Task brief
Your output should repeat the entries below exactly. It should contain no images.

== Segment start ==

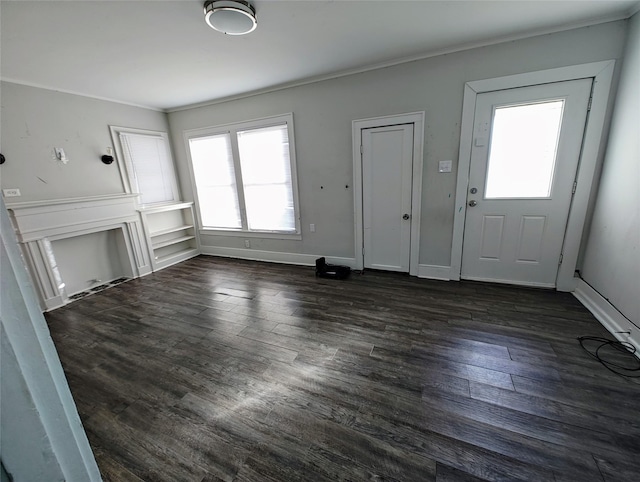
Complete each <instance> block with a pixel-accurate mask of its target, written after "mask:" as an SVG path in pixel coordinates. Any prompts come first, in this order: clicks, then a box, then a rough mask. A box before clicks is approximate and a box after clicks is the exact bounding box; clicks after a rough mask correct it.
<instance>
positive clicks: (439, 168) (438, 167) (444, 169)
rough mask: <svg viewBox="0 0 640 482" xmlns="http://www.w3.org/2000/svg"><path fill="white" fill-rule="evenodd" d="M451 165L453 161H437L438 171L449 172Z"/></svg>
mask: <svg viewBox="0 0 640 482" xmlns="http://www.w3.org/2000/svg"><path fill="white" fill-rule="evenodd" d="M452 167H453V161H440V162H438V172H451V168H452Z"/></svg>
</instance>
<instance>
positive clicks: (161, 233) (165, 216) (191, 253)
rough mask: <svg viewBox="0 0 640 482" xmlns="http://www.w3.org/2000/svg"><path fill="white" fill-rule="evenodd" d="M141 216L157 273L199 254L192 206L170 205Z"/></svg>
mask: <svg viewBox="0 0 640 482" xmlns="http://www.w3.org/2000/svg"><path fill="white" fill-rule="evenodd" d="M140 212H141V214H142V218H143V224H144V229H145V233H146V235H147V243H148V245H149V251H150V256H151V265H152V266H153V270H154V271H157V270H159V269H162V268H166V267H167V266H171V265H172V264H175V263H179V262H181V261H184V260H186V259H189V258H192V257H194V256H196V255H198V254H199V252H200V250H199V243H198V238H197V232H196V227H195V222H194V221H195V219H194V215H193V203H177V204H169V205H166V206H161V207H154V208H146V209H141V210H140Z"/></svg>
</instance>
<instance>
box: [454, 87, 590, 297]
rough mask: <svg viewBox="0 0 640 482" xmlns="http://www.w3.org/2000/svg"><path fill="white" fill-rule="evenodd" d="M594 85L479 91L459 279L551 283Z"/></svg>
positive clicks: (477, 98) (549, 283)
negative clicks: (460, 270) (501, 90)
mask: <svg viewBox="0 0 640 482" xmlns="http://www.w3.org/2000/svg"><path fill="white" fill-rule="evenodd" d="M591 84H592V80H591V79H582V80H575V81H566V82H557V83H551V84H544V85H538V86H532V87H522V88H517V89H509V90H502V91H496V92H488V93H483V94H479V95H478V96H477V99H476V109H475V121H474V136H473V146H472V150H471V165H470V170H469V185H468V190H467V204H468V205H467V210H466V220H465V227H464V241H463V251H462V268H461V277H462V278H464V279H472V280H481V281H493V282H504V283H512V284H522V285H529V286H541V287H554V286H555V284H556V277H557V273H558V266H559V264H560V263H561V261H562V258H561V254H562V247H563V241H564V234H565V228H566V225H567V217H568V213H569V207H570V204H571V198H572V192H573V187H574V180H575V176H576V171H577V167H578V161H579V158H580V151H581V146H582V138H583V133H584V129H585V122H586V116H587V109H588V103H589V96H590V93H591Z"/></svg>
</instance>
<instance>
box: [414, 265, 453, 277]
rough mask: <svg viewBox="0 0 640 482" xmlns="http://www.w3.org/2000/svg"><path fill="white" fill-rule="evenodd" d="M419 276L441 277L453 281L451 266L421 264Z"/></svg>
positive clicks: (424, 276) (419, 268)
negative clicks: (437, 265)
mask: <svg viewBox="0 0 640 482" xmlns="http://www.w3.org/2000/svg"><path fill="white" fill-rule="evenodd" d="M418 278H428V279H439V280H443V281H451V266H437V265H433V264H419V265H418Z"/></svg>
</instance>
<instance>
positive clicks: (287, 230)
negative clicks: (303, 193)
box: [244, 184, 296, 231]
mask: <svg viewBox="0 0 640 482" xmlns="http://www.w3.org/2000/svg"><path fill="white" fill-rule="evenodd" d="M244 197H245V202H246V205H247V221H248V223H249V229H251V230H260V231H294V230H295V228H296V225H295V221H294V214H293V212H294V211H293V197H292V195H291V187H290V186H287V185H284V184H272V185H262V186H260V185H253V186H246V187H245V188H244ZM249 213H251V214H249Z"/></svg>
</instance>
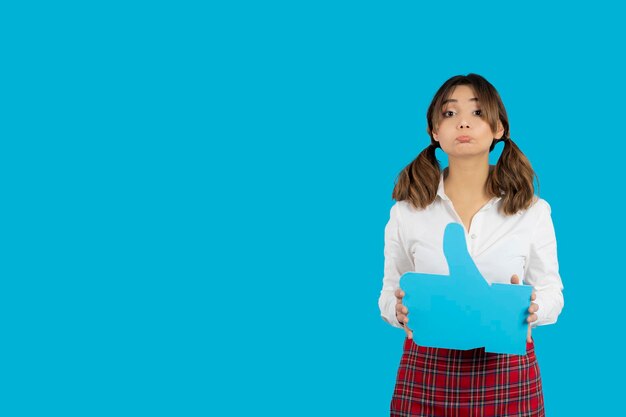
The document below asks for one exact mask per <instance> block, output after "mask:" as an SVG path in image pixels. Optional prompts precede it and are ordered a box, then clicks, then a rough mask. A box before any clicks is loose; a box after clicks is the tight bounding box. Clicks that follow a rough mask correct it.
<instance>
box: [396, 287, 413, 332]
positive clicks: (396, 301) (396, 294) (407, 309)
mask: <svg viewBox="0 0 626 417" xmlns="http://www.w3.org/2000/svg"><path fill="white" fill-rule="evenodd" d="M402 298H404V291H402V290H401V289H400V288H398V289H397V290H396V300H397V301H396V318H397V319H398V321H399V322H400V324H401V325H402V327H403V328H404V331H405V332H406V336H407V337H408V338H409V339H413V330H411V329H409V327H408V326H407V323H408V322H409V317H408V315H409V309H408V308H406V307H405V306H404V305H402Z"/></svg>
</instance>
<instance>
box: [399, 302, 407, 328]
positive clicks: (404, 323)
mask: <svg viewBox="0 0 626 417" xmlns="http://www.w3.org/2000/svg"><path fill="white" fill-rule="evenodd" d="M408 315H409V309H408V308H406V307H405V306H403V305H402V304H396V318H397V319H398V321H399V322H400V324H402V323H404V324H407V323H408V322H409V317H408Z"/></svg>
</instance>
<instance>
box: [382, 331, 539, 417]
mask: <svg viewBox="0 0 626 417" xmlns="http://www.w3.org/2000/svg"><path fill="white" fill-rule="evenodd" d="M400 416H402V417H409V416H411V417H417V416H432V417H435V416H437V417H444V416H450V417H473V416H480V417H490V416H498V417H513V416H531V417H539V416H541V417H544V416H545V413H544V408H543V392H542V389H541V376H540V374H539V366H538V365H537V359H536V358H535V350H534V345H533V344H532V343H527V344H526V355H504V354H498V353H486V352H485V349H484V348H480V349H472V350H454V349H438V348H429V347H424V346H417V345H416V344H415V343H413V341H412V340H410V339H408V338H407V339H406V340H405V341H404V352H403V354H402V359H401V361H400V368H399V369H398V376H397V379H396V387H395V389H394V393H393V398H392V400H391V417H400Z"/></svg>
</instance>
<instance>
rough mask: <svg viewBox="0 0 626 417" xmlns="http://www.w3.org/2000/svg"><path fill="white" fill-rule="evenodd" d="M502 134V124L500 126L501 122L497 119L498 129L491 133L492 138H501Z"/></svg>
mask: <svg viewBox="0 0 626 417" xmlns="http://www.w3.org/2000/svg"><path fill="white" fill-rule="evenodd" d="M502 135H504V126H502V123H501V122H500V121H498V130H496V132H495V134H494V135H493V138H494V139H502Z"/></svg>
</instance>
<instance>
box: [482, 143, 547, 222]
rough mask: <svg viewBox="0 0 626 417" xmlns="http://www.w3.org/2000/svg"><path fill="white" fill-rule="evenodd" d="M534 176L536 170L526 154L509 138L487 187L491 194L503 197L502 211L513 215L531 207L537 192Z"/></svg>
mask: <svg viewBox="0 0 626 417" xmlns="http://www.w3.org/2000/svg"><path fill="white" fill-rule="evenodd" d="M534 178H535V171H533V168H532V166H531V165H530V161H529V160H528V158H526V155H524V154H523V153H522V151H521V150H520V148H518V147H517V145H516V144H515V143H514V142H513V141H512V140H511V139H510V138H507V139H505V140H504V149H503V150H502V154H501V155H500V158H499V159H498V162H497V164H496V166H495V168H494V169H493V171H491V175H490V176H489V177H488V179H487V184H486V187H487V191H488V192H489V193H490V194H492V195H494V196H499V197H502V211H503V212H504V214H507V215H511V214H515V213H517V212H518V211H520V210H525V209H527V208H529V207H530V205H531V203H532V201H533V196H534V193H535V188H534V186H533V179H534Z"/></svg>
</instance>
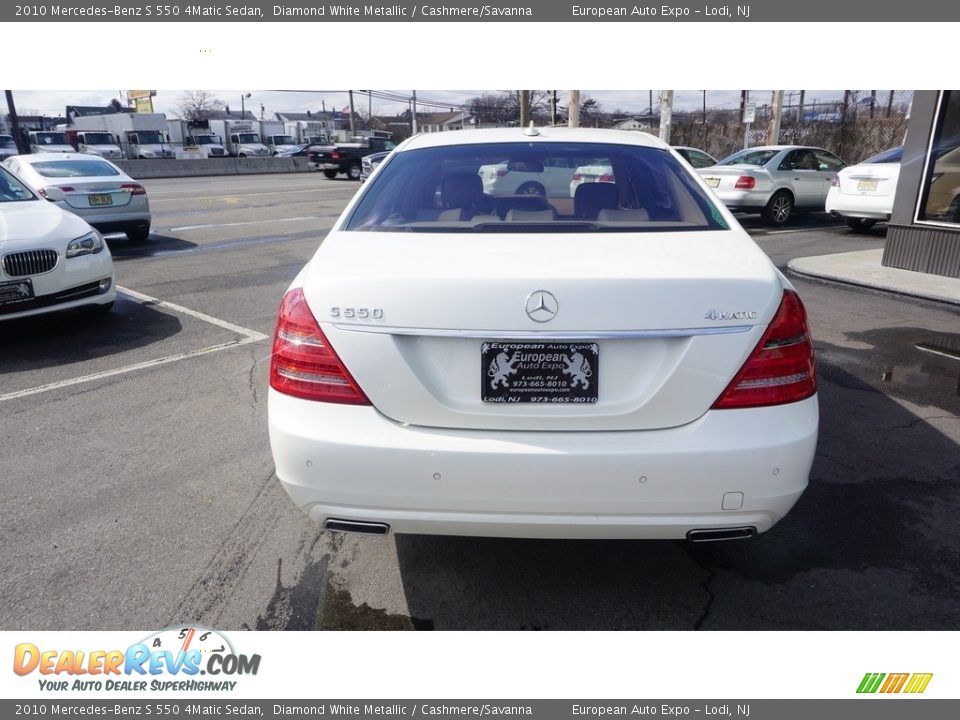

== Segment end ==

Task output
Complete each <instance> block with a pixel-accurate mask of its target, written after "mask:" as an SVG path in pixel coordinates. Any prompts come first, in this order: clicks, then a box, then a rough mask. A box before clicks is approximate and a box after clicks is the exact bounding box; clicks after a rough mask correct it.
<instance>
positive clicks: (439, 168) (438, 167) (444, 169)
rough mask: <svg viewBox="0 0 640 482" xmlns="http://www.w3.org/2000/svg"><path fill="white" fill-rule="evenodd" d="M451 165L453 161H437L438 171L449 172Z"/></svg>
mask: <svg viewBox="0 0 640 482" xmlns="http://www.w3.org/2000/svg"><path fill="white" fill-rule="evenodd" d="M452 167H453V161H440V162H438V172H451V168H452Z"/></svg>
</instance>
<instance>
positive clicks: (161, 233) (165, 216) (191, 253)
rough mask: <svg viewBox="0 0 640 482" xmlns="http://www.w3.org/2000/svg"><path fill="white" fill-rule="evenodd" d="M141 216L157 273L199 254L192 206L170 205Z"/></svg>
mask: <svg viewBox="0 0 640 482" xmlns="http://www.w3.org/2000/svg"><path fill="white" fill-rule="evenodd" d="M140 212H141V214H142V218H143V224H144V229H145V233H146V235H147V243H148V245H149V251H150V256H151V265H152V266H153V270H154V271H157V270H159V269H162V268H166V267H167V266H171V265H172V264H175V263H179V262H181V261H184V260H186V259H189V258H192V257H194V256H196V255H198V254H199V252H200V250H199V243H198V238H197V232H196V227H195V222H194V221H195V219H194V215H193V203H177V204H169V205H166V206H161V207H154V208H146V209H141V210H140Z"/></svg>
</instance>
<instance>
box: [454, 87, 590, 297]
rough mask: <svg viewBox="0 0 640 482" xmlns="http://www.w3.org/2000/svg"><path fill="white" fill-rule="evenodd" d="M594 85L479 91L459 279L551 283Z"/></svg>
positive clicks: (477, 98) (549, 283)
negative clicks: (460, 270) (501, 90)
mask: <svg viewBox="0 0 640 482" xmlns="http://www.w3.org/2000/svg"><path fill="white" fill-rule="evenodd" d="M591 84H592V80H591V79H582V80H575V81H566V82H557V83H551V84H544V85H538V86H532V87H522V88H517V89H509V90H502V91H496V92H488V93H483V94H479V95H478V96H477V99H476V109H475V121H474V136H473V146H472V150H471V165H470V170H469V185H468V190H467V204H468V205H467V210H466V220H465V227H464V241H463V251H462V268H461V277H462V278H464V279H472V280H481V281H493V282H504V283H512V284H522V285H529V286H541V287H554V286H555V284H556V277H557V273H558V266H559V264H560V263H561V261H562V258H561V254H562V247H563V241H564V234H565V228H566V225H567V217H568V213H569V207H570V204H571V198H572V192H573V187H574V180H575V176H576V171H577V167H578V161H579V158H580V151H581V146H582V138H583V133H584V129H585V122H586V116H587V109H588V103H589V96H590V93H591Z"/></svg>
</instance>
<instance>
box: [414, 265, 453, 277]
rough mask: <svg viewBox="0 0 640 482" xmlns="http://www.w3.org/2000/svg"><path fill="white" fill-rule="evenodd" d="M419 276L441 277L453 281L451 266L421 264Z"/></svg>
positive clicks: (424, 276) (419, 268)
negative clicks: (437, 265)
mask: <svg viewBox="0 0 640 482" xmlns="http://www.w3.org/2000/svg"><path fill="white" fill-rule="evenodd" d="M418 278H428V279H439V280H443V281H451V266H437V265H433V264H419V265H418Z"/></svg>
</instance>
<instance>
positive clicks: (287, 230)
negative clicks: (303, 193)
box: [244, 184, 296, 231]
mask: <svg viewBox="0 0 640 482" xmlns="http://www.w3.org/2000/svg"><path fill="white" fill-rule="evenodd" d="M244 197H245V202H246V205H247V221H248V223H249V229H251V230H260V231H294V230H295V228H296V225H295V221H294V214H293V212H294V211H293V197H292V195H291V187H290V186H287V185H284V184H272V185H262V186H260V185H253V186H246V187H245V188H244ZM249 213H251V214H249Z"/></svg>
</instance>
The document below asks for one exact mask per <instance> block, output after "mask:" as an SVG path in image pixels. Optional prompts precede it and are ordered a box, then clicks, then a rough mask. A box before any clicks is loose; a box after clicks is the tight bounding box. Clicks that follow a rough mask correct it.
<instance>
box: [396, 287, 413, 332]
positive clicks: (396, 301) (396, 294) (407, 309)
mask: <svg viewBox="0 0 626 417" xmlns="http://www.w3.org/2000/svg"><path fill="white" fill-rule="evenodd" d="M402 298H404V291H402V290H401V289H400V288H398V289H397V290H396V300H397V301H396V318H397V319H398V321H399V322H400V324H401V325H402V327H403V328H404V331H405V332H406V336H407V337H408V338H409V339H413V330H411V329H409V327H408V326H407V323H408V322H409V317H408V315H409V309H408V308H406V307H405V306H404V305H402Z"/></svg>
</instance>
<instance>
box: [399, 302, 407, 328]
positive clicks: (404, 323)
mask: <svg viewBox="0 0 626 417" xmlns="http://www.w3.org/2000/svg"><path fill="white" fill-rule="evenodd" d="M408 315H409V309H408V308H406V307H405V306H403V305H402V304H396V318H397V319H398V321H399V322H400V324H402V323H404V324H407V323H408V322H409V317H408Z"/></svg>
</instance>
<instance>
box: [382, 331, 539, 417]
mask: <svg viewBox="0 0 626 417" xmlns="http://www.w3.org/2000/svg"><path fill="white" fill-rule="evenodd" d="M400 416H402V417H409V416H411V417H417V416H432V417H435V416H437V417H444V416H450V417H473V416H480V417H490V416H498V417H513V416H531V417H539V416H541V417H544V416H545V413H544V408H543V392H542V389H541V376H540V374H539V366H538V365H537V359H536V358H535V350H534V345H533V344H532V343H527V344H526V355H504V354H498V353H486V352H485V349H484V348H480V349H472V350H454V349H438V348H429V347H424V346H417V345H416V344H415V343H413V341H412V340H410V339H408V338H407V339H406V340H405V341H404V352H403V354H402V359H401V361H400V368H399V369H398V376H397V379H396V387H395V389H394V393H393V398H392V400H391V417H400Z"/></svg>
</instance>
<instance>
rough mask: <svg viewBox="0 0 626 417" xmlns="http://www.w3.org/2000/svg"><path fill="white" fill-rule="evenodd" d="M502 134V124L500 126L501 122L497 119L498 129L491 133L492 138H501Z"/></svg>
mask: <svg viewBox="0 0 626 417" xmlns="http://www.w3.org/2000/svg"><path fill="white" fill-rule="evenodd" d="M502 135H504V126H502V123H501V122H500V121H498V130H496V132H495V134H494V135H493V138H494V139H502Z"/></svg>
</instance>
<instance>
box: [482, 143, 547, 222]
rough mask: <svg viewBox="0 0 626 417" xmlns="http://www.w3.org/2000/svg"><path fill="white" fill-rule="evenodd" d="M534 176L536 170L526 154L509 138L487 187L491 194L503 197L502 211L513 215L531 207L537 192Z"/></svg>
mask: <svg viewBox="0 0 626 417" xmlns="http://www.w3.org/2000/svg"><path fill="white" fill-rule="evenodd" d="M534 178H535V171H533V168H532V166H531V165H530V161H529V160H528V158H526V155H524V154H523V153H522V151H521V150H520V148H518V147H517V145H516V144H515V143H514V142H513V141H512V140H511V139H510V138H507V139H505V140H504V149H503V150H502V154H501V155H500V158H499V159H498V162H497V164H496V166H495V168H494V169H493V171H491V175H490V176H489V177H488V179H487V184H486V187H487V191H488V192H489V193H490V194H492V195H494V196H499V197H502V211H503V212H504V214H507V215H511V214H515V213H517V212H518V211H520V210H525V209H527V208H529V207H530V205H531V203H532V201H533V196H534V193H535V188H534V186H533V179H534Z"/></svg>
</instance>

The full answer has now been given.